Selected text:
──────────

John Weeden is the curator of To Hell With Dixie . He received a BA in Art History at Rhodes College, Memphis, before curating exhibitions at Marshall Arts gallery, Memphis, from 1998-1999. He completed an MA in Contemporary Art at the Sotheby's Institute of Art, London, in 2000, after which he spent 2001-2003 in Dutchess County, New York state, pursuing another MA with the Center for Curatorial Studies at Bard College, for which a dissertation remains to be finished. Along the way he has held internships in London, Paris, and New York in the field of contemporary art as well as post-war art history and has worked in art institutions in Memphis and the UK. He has also curated (both individually and in groups) numerous freelance exhibitions, most notably And then there was the bad weather , 2000, London, and To What End? , Bard College, 2003, both of which featured works of contemporary video art. Among the museum catalogues to which he has contributed writing or production assistance are Les annees pop , Centre Pompidou, Paris, 2001, and Highlights of the Brooks Museum , Memphis, 2004. John Weeden is currently the Director of the Lantana Projects artists' residency program, and the Assistant Director of the Center for Outreach in the Development of the Arts (CODA) program at Rhodes College, Memphis.

──────────

Entries for labeling bounding boxes
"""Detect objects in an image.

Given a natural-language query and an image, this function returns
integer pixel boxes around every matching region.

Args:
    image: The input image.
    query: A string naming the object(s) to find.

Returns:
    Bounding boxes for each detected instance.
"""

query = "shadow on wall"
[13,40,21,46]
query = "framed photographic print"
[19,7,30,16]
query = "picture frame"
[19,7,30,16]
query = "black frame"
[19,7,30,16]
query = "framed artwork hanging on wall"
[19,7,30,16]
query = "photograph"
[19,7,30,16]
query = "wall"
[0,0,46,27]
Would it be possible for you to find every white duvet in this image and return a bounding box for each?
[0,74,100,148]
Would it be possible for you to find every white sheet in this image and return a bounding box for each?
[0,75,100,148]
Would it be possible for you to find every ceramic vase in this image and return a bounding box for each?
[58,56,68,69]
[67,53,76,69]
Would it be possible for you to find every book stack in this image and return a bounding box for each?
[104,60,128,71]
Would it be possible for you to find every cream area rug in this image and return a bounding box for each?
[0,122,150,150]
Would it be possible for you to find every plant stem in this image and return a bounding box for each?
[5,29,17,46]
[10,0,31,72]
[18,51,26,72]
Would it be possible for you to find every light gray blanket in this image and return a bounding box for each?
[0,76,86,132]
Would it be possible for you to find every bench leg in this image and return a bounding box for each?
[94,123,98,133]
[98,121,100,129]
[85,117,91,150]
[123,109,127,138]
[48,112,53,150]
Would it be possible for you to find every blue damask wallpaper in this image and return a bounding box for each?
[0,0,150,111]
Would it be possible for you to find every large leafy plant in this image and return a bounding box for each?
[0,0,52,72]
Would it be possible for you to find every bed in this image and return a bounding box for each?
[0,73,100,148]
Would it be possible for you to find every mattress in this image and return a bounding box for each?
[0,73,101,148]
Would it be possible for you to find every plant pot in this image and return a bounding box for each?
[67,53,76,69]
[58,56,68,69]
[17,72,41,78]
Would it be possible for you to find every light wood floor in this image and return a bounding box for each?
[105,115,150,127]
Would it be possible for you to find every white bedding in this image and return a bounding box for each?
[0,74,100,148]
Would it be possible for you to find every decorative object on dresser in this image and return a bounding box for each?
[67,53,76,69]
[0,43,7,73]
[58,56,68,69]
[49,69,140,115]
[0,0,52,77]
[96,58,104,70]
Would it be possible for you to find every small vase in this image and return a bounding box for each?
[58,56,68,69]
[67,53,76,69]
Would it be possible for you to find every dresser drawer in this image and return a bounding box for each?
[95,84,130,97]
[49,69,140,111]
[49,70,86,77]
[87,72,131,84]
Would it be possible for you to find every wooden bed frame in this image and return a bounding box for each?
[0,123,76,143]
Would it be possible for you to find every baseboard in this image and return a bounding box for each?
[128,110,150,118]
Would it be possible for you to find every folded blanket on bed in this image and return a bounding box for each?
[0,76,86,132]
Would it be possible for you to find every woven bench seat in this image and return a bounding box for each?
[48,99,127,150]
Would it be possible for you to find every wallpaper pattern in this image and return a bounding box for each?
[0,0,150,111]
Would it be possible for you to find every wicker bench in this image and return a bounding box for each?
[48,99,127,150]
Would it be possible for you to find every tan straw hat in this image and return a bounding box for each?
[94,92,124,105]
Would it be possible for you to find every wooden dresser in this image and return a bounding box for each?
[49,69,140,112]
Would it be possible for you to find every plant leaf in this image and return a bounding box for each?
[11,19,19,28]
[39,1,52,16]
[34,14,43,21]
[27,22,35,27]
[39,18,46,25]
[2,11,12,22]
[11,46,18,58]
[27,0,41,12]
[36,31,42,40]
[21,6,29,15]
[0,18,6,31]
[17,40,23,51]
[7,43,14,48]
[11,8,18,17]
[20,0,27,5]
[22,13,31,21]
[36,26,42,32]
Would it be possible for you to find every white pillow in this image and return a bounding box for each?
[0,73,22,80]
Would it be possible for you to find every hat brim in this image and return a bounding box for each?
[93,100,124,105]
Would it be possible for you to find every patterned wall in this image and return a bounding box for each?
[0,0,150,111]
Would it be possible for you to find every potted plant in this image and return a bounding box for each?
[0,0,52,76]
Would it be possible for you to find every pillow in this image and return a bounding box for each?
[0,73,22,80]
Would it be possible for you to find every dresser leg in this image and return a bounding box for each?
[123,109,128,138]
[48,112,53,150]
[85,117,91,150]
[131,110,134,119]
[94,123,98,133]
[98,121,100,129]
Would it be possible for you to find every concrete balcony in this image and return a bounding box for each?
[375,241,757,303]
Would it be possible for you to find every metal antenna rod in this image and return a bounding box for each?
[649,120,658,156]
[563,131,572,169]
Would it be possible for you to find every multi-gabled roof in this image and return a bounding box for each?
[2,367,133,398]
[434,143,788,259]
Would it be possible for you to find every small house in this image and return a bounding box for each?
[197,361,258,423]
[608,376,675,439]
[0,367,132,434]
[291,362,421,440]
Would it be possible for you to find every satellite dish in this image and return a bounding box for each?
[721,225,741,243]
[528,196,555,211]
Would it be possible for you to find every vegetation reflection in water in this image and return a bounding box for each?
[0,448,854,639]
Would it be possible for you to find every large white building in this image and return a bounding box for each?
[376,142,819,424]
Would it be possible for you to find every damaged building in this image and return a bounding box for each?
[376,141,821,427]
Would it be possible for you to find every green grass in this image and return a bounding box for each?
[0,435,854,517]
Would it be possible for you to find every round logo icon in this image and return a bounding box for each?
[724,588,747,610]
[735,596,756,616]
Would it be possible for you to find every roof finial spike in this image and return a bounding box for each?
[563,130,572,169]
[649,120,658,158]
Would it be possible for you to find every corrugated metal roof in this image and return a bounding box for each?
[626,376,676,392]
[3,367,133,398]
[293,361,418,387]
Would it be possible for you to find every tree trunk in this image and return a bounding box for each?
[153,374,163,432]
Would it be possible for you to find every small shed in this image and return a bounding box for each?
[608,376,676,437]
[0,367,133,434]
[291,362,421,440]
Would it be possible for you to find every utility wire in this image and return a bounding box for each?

──────────

Direction:
Please list every school or institute named in the text about John Weeden as a place where he studied.

Answer to this exercise:
- Rhodes College, Memphis
- Sotheby's Institute of Art, London
- Center for Curatorial Studies at Bard College